WORK REQUIRED =
Using the data below, return every line that holds the word "saddle".

Natural-language object grounding data
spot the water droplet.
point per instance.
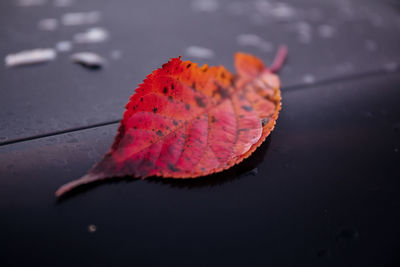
(64, 46)
(28, 57)
(48, 24)
(205, 5)
(89, 60)
(199, 52)
(326, 31)
(92, 35)
(81, 18)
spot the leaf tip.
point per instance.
(88, 178)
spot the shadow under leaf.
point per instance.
(246, 168)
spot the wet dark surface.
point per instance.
(323, 190)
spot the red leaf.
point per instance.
(186, 121)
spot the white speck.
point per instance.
(199, 52)
(116, 54)
(63, 3)
(254, 40)
(326, 31)
(27, 3)
(344, 68)
(304, 32)
(391, 66)
(92, 228)
(248, 39)
(92, 35)
(283, 12)
(79, 18)
(263, 7)
(309, 78)
(30, 57)
(48, 24)
(314, 14)
(205, 5)
(64, 46)
(88, 59)
(370, 45)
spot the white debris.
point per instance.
(370, 45)
(249, 39)
(199, 52)
(309, 78)
(254, 40)
(344, 68)
(64, 46)
(63, 3)
(92, 35)
(89, 60)
(80, 18)
(326, 31)
(30, 57)
(48, 24)
(116, 54)
(263, 7)
(28, 3)
(304, 32)
(205, 5)
(283, 12)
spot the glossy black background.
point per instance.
(322, 191)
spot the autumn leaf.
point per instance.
(186, 121)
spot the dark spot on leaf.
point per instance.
(224, 93)
(172, 168)
(264, 121)
(247, 108)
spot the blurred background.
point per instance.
(323, 190)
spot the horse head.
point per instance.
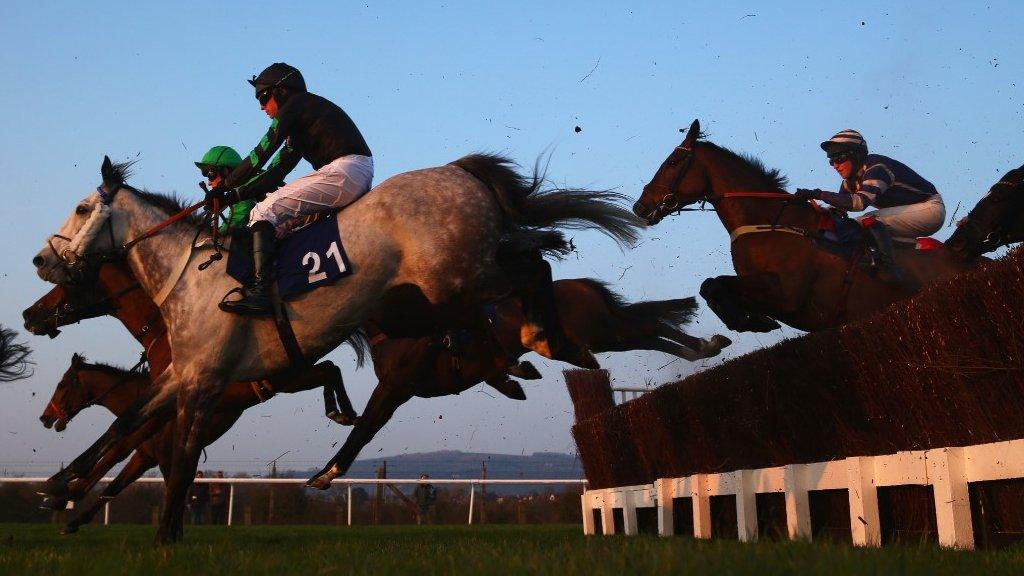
(89, 231)
(67, 304)
(69, 399)
(678, 182)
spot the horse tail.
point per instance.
(679, 312)
(14, 363)
(526, 204)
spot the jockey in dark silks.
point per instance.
(907, 205)
(303, 126)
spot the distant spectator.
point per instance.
(199, 499)
(424, 495)
(218, 500)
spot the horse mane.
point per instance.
(112, 370)
(168, 203)
(772, 176)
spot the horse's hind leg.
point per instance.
(196, 405)
(135, 467)
(387, 397)
(336, 403)
(723, 295)
(706, 348)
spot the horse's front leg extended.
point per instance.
(387, 397)
(135, 467)
(196, 406)
(725, 296)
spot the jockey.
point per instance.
(907, 205)
(304, 126)
(215, 165)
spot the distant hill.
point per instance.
(458, 464)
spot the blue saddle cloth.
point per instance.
(309, 257)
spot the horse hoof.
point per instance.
(53, 503)
(343, 419)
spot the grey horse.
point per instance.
(421, 244)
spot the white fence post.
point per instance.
(952, 505)
(798, 504)
(666, 515)
(863, 495)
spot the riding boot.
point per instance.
(256, 298)
(889, 271)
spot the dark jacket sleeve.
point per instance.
(278, 133)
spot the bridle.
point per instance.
(670, 202)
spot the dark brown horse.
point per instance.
(782, 273)
(87, 384)
(997, 219)
(593, 317)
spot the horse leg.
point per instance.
(706, 348)
(139, 415)
(507, 386)
(387, 397)
(724, 297)
(135, 467)
(196, 406)
(58, 492)
(542, 331)
(336, 402)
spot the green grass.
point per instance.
(457, 549)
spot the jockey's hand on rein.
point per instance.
(808, 194)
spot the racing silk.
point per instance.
(309, 127)
(883, 182)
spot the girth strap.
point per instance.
(755, 229)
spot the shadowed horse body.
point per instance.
(781, 272)
(434, 233)
(996, 220)
(86, 384)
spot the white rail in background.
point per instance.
(947, 470)
(347, 482)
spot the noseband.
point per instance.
(670, 201)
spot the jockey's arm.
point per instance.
(876, 180)
(267, 181)
(280, 129)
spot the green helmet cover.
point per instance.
(220, 157)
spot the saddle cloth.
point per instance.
(309, 257)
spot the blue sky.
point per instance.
(936, 85)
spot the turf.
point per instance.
(457, 549)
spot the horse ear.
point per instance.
(691, 134)
(111, 178)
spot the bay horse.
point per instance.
(85, 384)
(593, 316)
(997, 219)
(782, 273)
(422, 244)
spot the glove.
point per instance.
(808, 194)
(215, 193)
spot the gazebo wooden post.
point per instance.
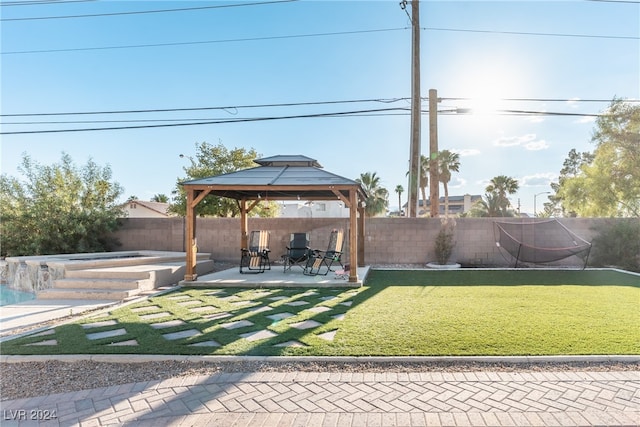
(244, 225)
(353, 236)
(190, 245)
(361, 236)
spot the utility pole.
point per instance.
(434, 176)
(416, 109)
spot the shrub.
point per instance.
(617, 244)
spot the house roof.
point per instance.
(279, 178)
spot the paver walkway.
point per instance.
(347, 399)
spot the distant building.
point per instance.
(457, 205)
(315, 209)
(144, 209)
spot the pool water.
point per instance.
(10, 296)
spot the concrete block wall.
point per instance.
(387, 240)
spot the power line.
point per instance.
(247, 39)
(234, 107)
(140, 12)
(299, 104)
(355, 113)
(522, 33)
(41, 2)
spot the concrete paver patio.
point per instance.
(392, 398)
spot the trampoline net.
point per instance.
(540, 241)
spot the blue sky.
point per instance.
(562, 55)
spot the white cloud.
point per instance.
(586, 119)
(538, 179)
(528, 141)
(466, 152)
(573, 102)
(540, 144)
(514, 141)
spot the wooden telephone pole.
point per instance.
(416, 109)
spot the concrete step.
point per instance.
(107, 284)
(88, 294)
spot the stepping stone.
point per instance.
(241, 303)
(47, 342)
(307, 324)
(329, 336)
(154, 315)
(293, 343)
(296, 303)
(217, 292)
(217, 316)
(203, 309)
(168, 324)
(182, 334)
(237, 324)
(181, 296)
(107, 334)
(99, 324)
(279, 316)
(260, 335)
(190, 302)
(210, 343)
(319, 309)
(125, 343)
(45, 333)
(260, 309)
(146, 308)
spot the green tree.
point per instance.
(570, 169)
(399, 190)
(160, 198)
(212, 160)
(377, 196)
(61, 208)
(447, 162)
(489, 206)
(609, 183)
(502, 187)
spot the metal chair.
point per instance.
(297, 251)
(319, 260)
(255, 258)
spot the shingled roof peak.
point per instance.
(288, 160)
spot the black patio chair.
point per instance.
(255, 258)
(320, 260)
(297, 251)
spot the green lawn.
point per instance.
(396, 313)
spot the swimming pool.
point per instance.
(10, 296)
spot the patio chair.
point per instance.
(320, 260)
(297, 251)
(255, 258)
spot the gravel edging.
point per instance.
(39, 378)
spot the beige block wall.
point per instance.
(387, 240)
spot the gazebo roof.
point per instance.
(279, 178)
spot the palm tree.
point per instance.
(424, 178)
(447, 162)
(501, 186)
(399, 190)
(377, 196)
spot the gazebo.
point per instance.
(282, 177)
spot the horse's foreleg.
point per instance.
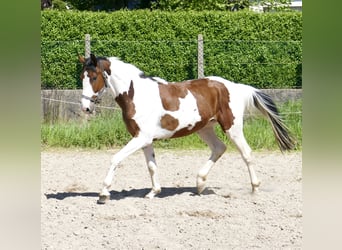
(236, 135)
(217, 149)
(132, 146)
(152, 168)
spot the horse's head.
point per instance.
(94, 80)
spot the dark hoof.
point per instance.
(102, 199)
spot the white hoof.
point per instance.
(102, 199)
(153, 193)
(255, 186)
(200, 184)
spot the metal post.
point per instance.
(200, 60)
(87, 46)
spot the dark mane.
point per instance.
(89, 64)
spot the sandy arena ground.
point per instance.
(226, 216)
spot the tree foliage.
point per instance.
(263, 50)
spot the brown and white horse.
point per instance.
(155, 109)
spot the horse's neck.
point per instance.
(121, 75)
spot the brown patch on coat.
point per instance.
(95, 74)
(170, 94)
(125, 101)
(212, 99)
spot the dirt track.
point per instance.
(226, 216)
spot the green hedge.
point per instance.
(264, 50)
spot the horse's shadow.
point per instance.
(133, 193)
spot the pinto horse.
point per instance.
(154, 109)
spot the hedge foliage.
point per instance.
(264, 50)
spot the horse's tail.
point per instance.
(267, 107)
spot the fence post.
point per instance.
(87, 46)
(200, 61)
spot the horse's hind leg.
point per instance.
(236, 135)
(152, 168)
(217, 147)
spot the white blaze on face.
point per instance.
(87, 91)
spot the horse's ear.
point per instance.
(93, 59)
(81, 59)
(107, 67)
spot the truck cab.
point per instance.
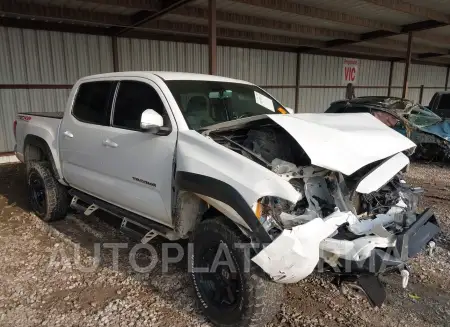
(263, 194)
(440, 104)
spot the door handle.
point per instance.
(110, 143)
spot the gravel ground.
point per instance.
(43, 282)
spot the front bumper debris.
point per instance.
(407, 245)
(295, 253)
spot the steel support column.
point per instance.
(407, 64)
(446, 78)
(391, 71)
(421, 94)
(212, 37)
(114, 54)
(297, 83)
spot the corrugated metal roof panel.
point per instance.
(439, 5)
(137, 54)
(430, 76)
(403, 38)
(242, 8)
(261, 67)
(42, 57)
(363, 9)
(250, 28)
(286, 96)
(86, 5)
(444, 30)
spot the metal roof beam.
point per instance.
(324, 14)
(412, 9)
(165, 7)
(429, 55)
(228, 17)
(150, 5)
(435, 38)
(52, 26)
(394, 44)
(56, 13)
(231, 34)
(420, 26)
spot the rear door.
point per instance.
(140, 164)
(443, 106)
(82, 132)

WRITTEN ANSWER =
spot the blue saddle cloth.
spot the saddle cloth.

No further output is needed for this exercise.